** start of Listed records **
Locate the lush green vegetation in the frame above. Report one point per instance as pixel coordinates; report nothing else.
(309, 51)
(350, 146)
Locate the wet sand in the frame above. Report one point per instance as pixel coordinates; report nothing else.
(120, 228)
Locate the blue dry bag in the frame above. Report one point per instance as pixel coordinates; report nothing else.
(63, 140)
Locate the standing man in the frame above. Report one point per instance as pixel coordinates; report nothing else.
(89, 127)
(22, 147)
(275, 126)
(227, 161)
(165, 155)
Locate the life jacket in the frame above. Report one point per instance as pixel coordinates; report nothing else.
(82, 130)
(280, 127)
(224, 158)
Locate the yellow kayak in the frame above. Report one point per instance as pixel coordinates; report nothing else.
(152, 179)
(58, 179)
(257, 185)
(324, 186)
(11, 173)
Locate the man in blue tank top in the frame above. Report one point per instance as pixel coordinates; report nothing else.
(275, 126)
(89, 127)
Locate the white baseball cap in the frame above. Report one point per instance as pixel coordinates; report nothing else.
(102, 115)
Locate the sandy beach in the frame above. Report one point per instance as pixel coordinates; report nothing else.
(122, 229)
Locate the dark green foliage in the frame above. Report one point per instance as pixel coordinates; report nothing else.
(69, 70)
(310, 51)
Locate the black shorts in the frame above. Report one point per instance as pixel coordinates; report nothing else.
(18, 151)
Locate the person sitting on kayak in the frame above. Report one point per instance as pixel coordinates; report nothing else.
** end of Listed records **
**Directions for this task:** Can you rescale the records from the line containing "Locate the man" through the end of the records, inclusive, by giving only those lines again, requests included, with every pixel coordinate in the answers multiplied by 1.2 and rounded to a whole number, halves rounding up?

**Exercise answer:**
Locate the man in blue tank top in the frame above. Report one point per instance as pixel coordinates; report nothing else.
(330, 151)
(107, 152)
Locate the white baseball cap in the frame above. Report one point per instance as pixel coordinates; report nothing else.
(122, 138)
Locate the sandy beach in the frame above. Report one point per instance as pixel coordinates; report nothing else.
(146, 275)
Locate the dark green foliage in the frame above. Report one point per instance as pixel coordinates; report nothing else.
(83, 84)
(372, 61)
Locate the black shorts in the frame above. Report one point per instance as pixel coordinates; report nothing else.
(22, 181)
Locate the person sitting on kayak in the frame above. Report one point per instance as pixel coordinates; report nothing else.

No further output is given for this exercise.